#### YOUR TASK
Omit every picture and output the rest of the records exactly as they are.
-------- SOURCE DATA --------
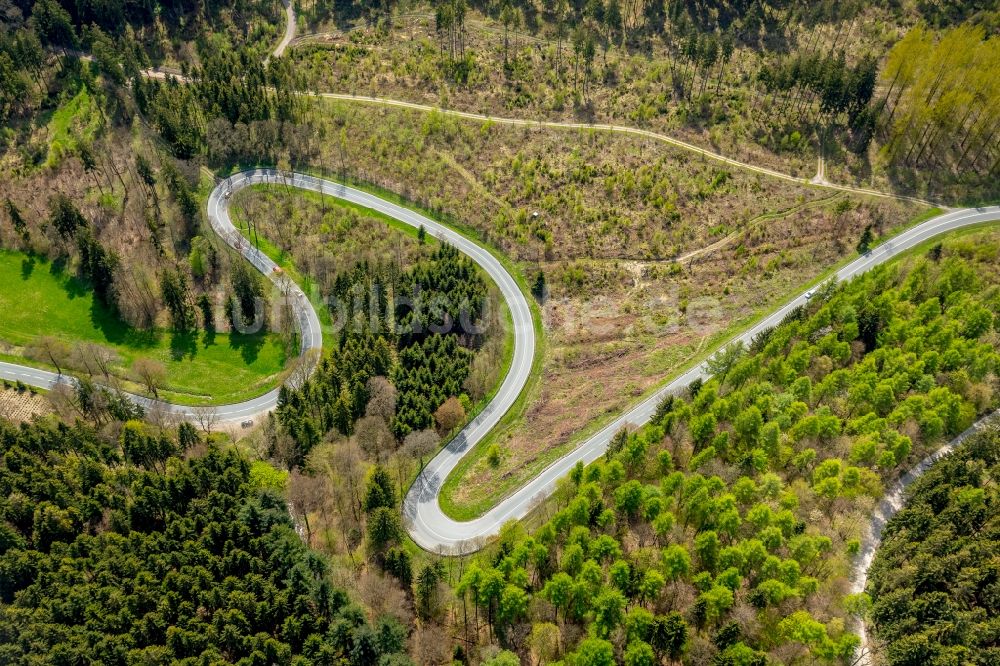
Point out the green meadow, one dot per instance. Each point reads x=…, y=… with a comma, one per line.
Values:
x=39, y=297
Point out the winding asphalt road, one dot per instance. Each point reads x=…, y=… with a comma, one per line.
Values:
x=306, y=320
x=435, y=531
x=893, y=501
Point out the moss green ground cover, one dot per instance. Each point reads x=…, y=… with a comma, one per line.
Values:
x=38, y=297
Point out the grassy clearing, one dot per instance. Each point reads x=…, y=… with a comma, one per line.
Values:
x=74, y=122
x=202, y=368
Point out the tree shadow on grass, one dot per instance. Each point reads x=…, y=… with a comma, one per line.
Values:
x=183, y=345
x=208, y=337
x=118, y=332
x=248, y=345
x=27, y=267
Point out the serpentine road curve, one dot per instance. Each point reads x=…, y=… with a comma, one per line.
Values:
x=435, y=531
x=426, y=522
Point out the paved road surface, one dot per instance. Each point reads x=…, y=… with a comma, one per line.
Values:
--------
#### ANSWER TO THE EXERCISE
Point out the green meadow, one dot per instance. Each point reads x=…, y=… with a comma, one per line.
Values:
x=39, y=297
Point out the winding asphalt road, one dot per instance. Each point reads x=…, y=… with a comma, one per line.
Values:
x=306, y=320
x=435, y=531
x=893, y=501
Point out the moss green ground cover, one dot per instance. Each point reads x=…, y=… with a comma, one per line.
Values:
x=38, y=297
Point out the grassy clearing, one dot per instance. Each point reads x=…, y=… with a comma, one per line.
Values:
x=74, y=122
x=202, y=368
Point out the tree shadow on grass, one dot per instance. Each point reads x=…, y=… with a comma, one per line.
Values:
x=183, y=345
x=208, y=337
x=118, y=332
x=248, y=345
x=27, y=267
Point out the serpentine road curve, one dot per instance. Each point reads x=…, y=… with a comma, one per line.
Values:
x=435, y=531
x=426, y=522
Point out the paved road surface, one dot per instance. Each point reads x=…, y=… with a comma, one per line.
Values:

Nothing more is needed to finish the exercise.